Records from a data collection

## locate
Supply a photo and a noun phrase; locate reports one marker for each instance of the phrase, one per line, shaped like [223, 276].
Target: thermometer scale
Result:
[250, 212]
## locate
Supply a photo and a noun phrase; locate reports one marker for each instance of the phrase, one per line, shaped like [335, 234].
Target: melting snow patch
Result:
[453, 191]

---

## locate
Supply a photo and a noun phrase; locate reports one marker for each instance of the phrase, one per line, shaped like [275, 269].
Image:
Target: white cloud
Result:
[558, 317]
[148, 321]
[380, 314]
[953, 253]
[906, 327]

▶ Work instructions
Pull out each line of the records that contains the word "Target". Case counts.

▶ Solution to this task
Target: thermometer scale
Target: melting snow patch
Target: white cloud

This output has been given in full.